YOUR OBJECTIVE
Count the lines of the records below that contain the word "negative", and reply with that number alone.
[DATA Boundary: Start]
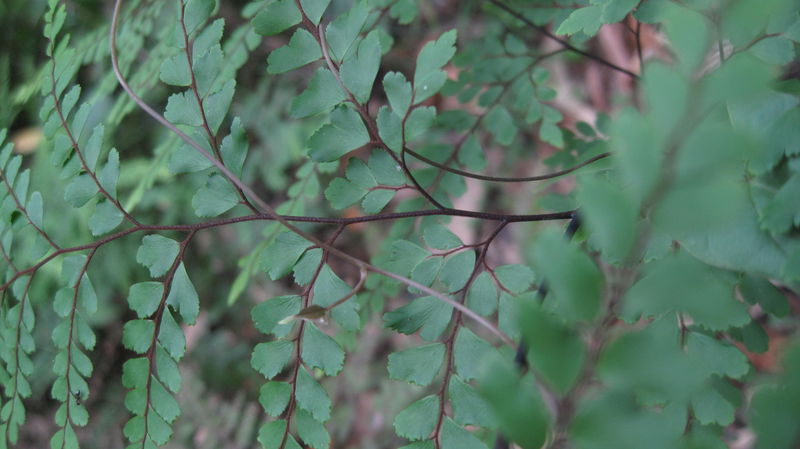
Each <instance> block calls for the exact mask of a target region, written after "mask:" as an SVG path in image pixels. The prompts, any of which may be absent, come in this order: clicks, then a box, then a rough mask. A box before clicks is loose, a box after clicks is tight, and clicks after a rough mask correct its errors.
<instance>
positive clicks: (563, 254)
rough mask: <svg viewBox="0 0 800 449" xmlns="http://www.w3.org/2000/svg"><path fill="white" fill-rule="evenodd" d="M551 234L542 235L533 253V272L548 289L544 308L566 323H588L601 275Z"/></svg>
mask: <svg viewBox="0 0 800 449" xmlns="http://www.w3.org/2000/svg"><path fill="white" fill-rule="evenodd" d="M552 231H555V230H554V229H548V230H547V231H545V232H543V233H542V235H541V237H540V238H539V239H538V241H537V244H536V245H535V247H534V251H533V259H534V261H535V266H536V268H537V272H541V273H542V278H544V279H547V283H548V285H549V286H550V294H549V295H548V297H547V299H546V300H545V304H546V305H547V306H548V307H550V308H552V309H553V310H554V311H556V313H557V315H559V316H560V317H561V318H562V319H565V320H567V321H569V322H572V321H578V320H592V319H593V318H594V317H595V316H596V314H597V311H598V308H599V306H600V294H601V289H602V284H603V278H602V275H601V274H600V271H599V270H598V268H597V266H595V264H594V263H593V262H592V261H591V259H589V256H587V255H586V254H585V253H583V252H582V251H580V249H578V247H577V246H575V245H574V244H572V243H568V242H566V241H565V240H564V238H563V236H561V235H560V233H558V232H552Z"/></svg>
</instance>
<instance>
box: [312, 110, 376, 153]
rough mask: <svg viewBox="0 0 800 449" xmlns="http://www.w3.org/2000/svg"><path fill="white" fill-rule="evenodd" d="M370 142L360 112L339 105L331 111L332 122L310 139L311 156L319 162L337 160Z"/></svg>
mask: <svg viewBox="0 0 800 449" xmlns="http://www.w3.org/2000/svg"><path fill="white" fill-rule="evenodd" d="M368 142H369V134H368V133H367V128H366V126H364V122H362V121H361V117H359V115H358V112H356V111H355V110H353V109H351V108H349V107H347V106H339V107H337V108H336V109H334V110H333V112H332V113H331V123H330V124H329V125H324V126H323V127H322V128H320V129H318V130H317V132H315V133H314V135H312V136H311V138H310V139H309V141H308V147H309V156H311V159H313V160H314V161H317V162H330V161H335V160H337V159H339V158H340V157H342V156H344V155H345V154H347V153H349V152H350V151H352V150H355V149H356V148H359V147H361V146H363V145H366V144H367V143H368Z"/></svg>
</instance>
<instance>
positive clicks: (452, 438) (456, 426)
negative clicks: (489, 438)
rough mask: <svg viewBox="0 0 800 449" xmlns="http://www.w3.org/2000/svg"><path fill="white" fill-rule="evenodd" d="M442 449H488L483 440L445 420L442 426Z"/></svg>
mask: <svg viewBox="0 0 800 449" xmlns="http://www.w3.org/2000/svg"><path fill="white" fill-rule="evenodd" d="M441 438H442V449H457V448H460V449H488V448H487V446H486V445H485V444H483V442H481V440H479V439H478V438H476V437H475V436H474V435H472V434H471V433H469V432H468V431H467V430H465V429H464V428H463V427H461V426H459V425H458V424H456V423H455V422H453V420H452V419H450V418H445V419H444V423H443V424H442V437H441Z"/></svg>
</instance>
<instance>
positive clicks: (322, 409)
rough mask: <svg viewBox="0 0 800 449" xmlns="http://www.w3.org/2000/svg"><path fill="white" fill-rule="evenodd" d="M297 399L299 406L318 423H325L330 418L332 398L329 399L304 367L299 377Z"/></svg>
mask: <svg viewBox="0 0 800 449" xmlns="http://www.w3.org/2000/svg"><path fill="white" fill-rule="evenodd" d="M295 399H296V400H297V405H298V406H299V407H300V408H301V409H303V410H305V411H307V412H309V413H310V414H311V416H312V417H314V419H316V420H317V421H320V422H323V423H324V422H325V421H327V420H328V419H329V418H330V416H331V398H330V397H328V393H326V392H325V389H323V388H322V386H321V385H320V384H319V383H318V382H317V381H316V380H314V378H313V377H311V374H309V373H308V371H306V370H305V368H302V367H301V368H300V372H299V373H298V375H297V391H296V393H295Z"/></svg>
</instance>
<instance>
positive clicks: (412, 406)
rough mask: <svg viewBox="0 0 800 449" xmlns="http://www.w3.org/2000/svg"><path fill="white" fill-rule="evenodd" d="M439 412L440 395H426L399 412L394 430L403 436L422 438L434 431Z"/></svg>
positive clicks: (397, 416) (395, 421)
mask: <svg viewBox="0 0 800 449" xmlns="http://www.w3.org/2000/svg"><path fill="white" fill-rule="evenodd" d="M438 413H439V398H438V396H425V397H424V398H422V399H420V400H418V401H416V402H414V403H412V404H411V405H409V406H408V407H406V408H405V409H403V411H401V412H400V413H398V414H397V416H396V417H395V419H394V430H395V432H396V433H397V434H398V435H400V436H401V437H403V438H408V439H409V440H421V439H423V438H426V437H427V436H428V435H430V434H431V432H433V429H434V428H435V427H436V419H437V417H438Z"/></svg>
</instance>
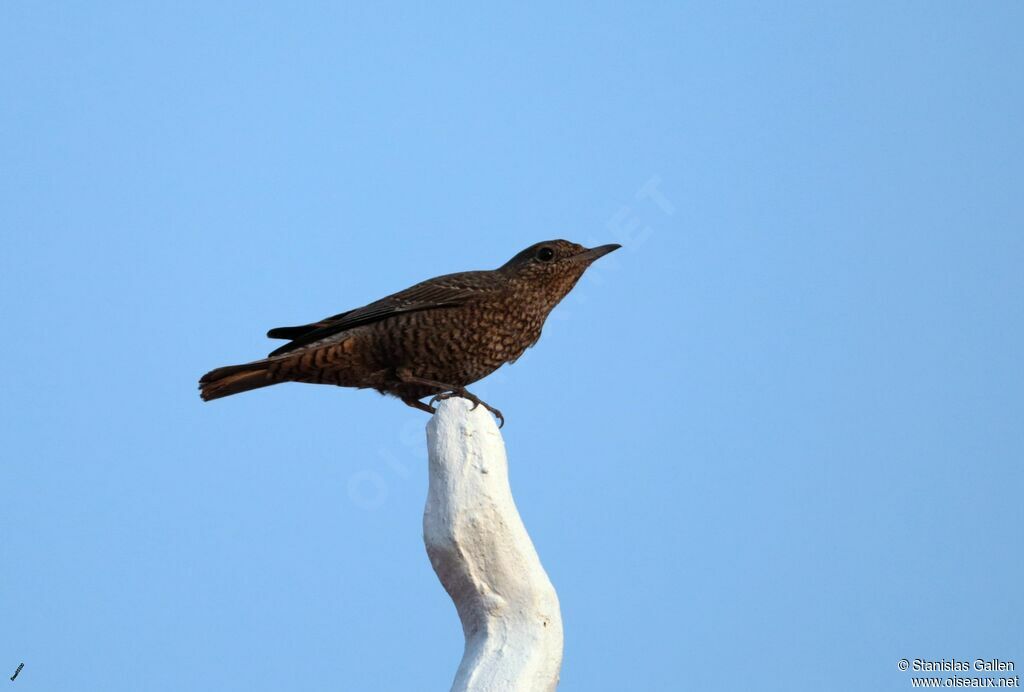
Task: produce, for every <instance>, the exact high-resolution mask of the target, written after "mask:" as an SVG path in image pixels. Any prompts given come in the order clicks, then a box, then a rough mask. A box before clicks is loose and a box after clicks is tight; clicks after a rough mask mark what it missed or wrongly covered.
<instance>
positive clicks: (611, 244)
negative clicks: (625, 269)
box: [572, 243, 623, 264]
mask: <svg viewBox="0 0 1024 692" xmlns="http://www.w3.org/2000/svg"><path fill="white" fill-rule="evenodd" d="M622 247H623V246H621V245H618V244H617V243H612V244H610V245H602V246H598V247H597V248H591V249H590V250H584V251H583V252H582V253H580V254H578V255H573V256H572V261H573V262H586V263H587V264H590V263H591V262H593V261H594V260H596V259H598V258H599V257H604V256H605V255H607V254H608V253H609V252H613V251H615V250H618V249H620V248H622Z"/></svg>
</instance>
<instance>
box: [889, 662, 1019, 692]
mask: <svg viewBox="0 0 1024 692" xmlns="http://www.w3.org/2000/svg"><path fill="white" fill-rule="evenodd" d="M896 667H898V668H899V669H900V671H903V672H905V673H910V674H915V673H924V674H926V675H923V676H915V675H911V676H910V687H921V688H930V687H932V688H934V687H974V688H1006V687H1020V686H1021V680H1020V676H1019V675H1017V674H1016V671H1017V665H1016V663H1015V662H1014V661H1012V660H1001V659H998V658H940V659H933V658H900V659H899V660H898V661H897V662H896Z"/></svg>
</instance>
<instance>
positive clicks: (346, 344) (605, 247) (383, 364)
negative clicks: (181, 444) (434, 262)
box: [199, 241, 622, 424]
[DATA Boundary: End]
RESPONSE TO THIS EXERCISE
3